EXERCISE DIRECTIONS => Reproduce every line of the data below without changing a single character.

--- START OF MATERIAL FOR THE TASK ---

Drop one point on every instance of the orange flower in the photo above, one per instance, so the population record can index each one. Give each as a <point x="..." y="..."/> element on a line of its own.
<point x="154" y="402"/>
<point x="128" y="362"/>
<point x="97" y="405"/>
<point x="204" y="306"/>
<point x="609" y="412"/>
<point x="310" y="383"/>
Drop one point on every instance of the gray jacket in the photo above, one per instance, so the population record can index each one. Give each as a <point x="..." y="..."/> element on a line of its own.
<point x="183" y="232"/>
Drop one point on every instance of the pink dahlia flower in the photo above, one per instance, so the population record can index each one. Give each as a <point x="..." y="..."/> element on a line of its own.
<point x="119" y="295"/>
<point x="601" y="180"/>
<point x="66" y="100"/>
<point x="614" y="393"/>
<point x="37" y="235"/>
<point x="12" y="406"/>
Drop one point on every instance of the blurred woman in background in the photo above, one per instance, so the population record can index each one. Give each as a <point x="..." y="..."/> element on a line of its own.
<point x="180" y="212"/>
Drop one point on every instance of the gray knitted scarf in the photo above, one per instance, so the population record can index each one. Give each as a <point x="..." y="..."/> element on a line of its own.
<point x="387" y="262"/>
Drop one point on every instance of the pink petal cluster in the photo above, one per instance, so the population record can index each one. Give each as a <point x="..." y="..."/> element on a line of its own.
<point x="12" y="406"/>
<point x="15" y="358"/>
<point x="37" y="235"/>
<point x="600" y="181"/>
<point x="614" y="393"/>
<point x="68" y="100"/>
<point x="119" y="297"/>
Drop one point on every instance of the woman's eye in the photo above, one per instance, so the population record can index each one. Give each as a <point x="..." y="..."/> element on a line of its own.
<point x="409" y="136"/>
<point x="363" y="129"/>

--- END OF MATERIAL FOR THE TASK ---

TASK RESPONSE =>
Drop one point on every instance of the orange flower in the photo above, one per instance, so the population record can index each one. Give each as a <point x="..." y="..."/> element on a line of its own.
<point x="154" y="402"/>
<point x="128" y="362"/>
<point x="97" y="405"/>
<point x="204" y="306"/>
<point x="609" y="412"/>
<point x="310" y="383"/>
Drop one point on every instance of the gray jacket in the photo above, one per instance, so the population record can index each one. Give each as a <point x="..." y="..."/> element on a line of its own.
<point x="183" y="232"/>
Drop one point on every instance of the pink dahlia flower in the photo above, one per instance, so the population record can index each one. Give each as a <point x="..." y="..."/> element on a line of its own.
<point x="119" y="295"/>
<point x="601" y="180"/>
<point x="66" y="100"/>
<point x="614" y="393"/>
<point x="37" y="235"/>
<point x="12" y="406"/>
Drop one point on every instance of the blurred woman in background in the photo above, one per instance, so the population record can index each one. Give each as a <point x="..." y="..."/> element on a line of its own.
<point x="180" y="212"/>
Drop one point on every instance of the gray knitted scarf in the photo above, one per instance, so the population record can index each one. Give each as a <point x="..." y="..."/> element on a line of its own.
<point x="387" y="262"/>
Drop one point on every instance of the pink petal cluster in the photo above, one per instance, so the population record can index each one. Give each as a <point x="..." y="..."/> element on a line of its own.
<point x="12" y="406"/>
<point x="15" y="358"/>
<point x="37" y="235"/>
<point x="600" y="181"/>
<point x="614" y="393"/>
<point x="68" y="100"/>
<point x="119" y="297"/>
Drop one point on every instance of the woman's eye in the photo above, one per instance, so the population record can index each one. Give each as a <point x="..." y="..."/> element on a line of its own.
<point x="409" y="136"/>
<point x="363" y="129"/>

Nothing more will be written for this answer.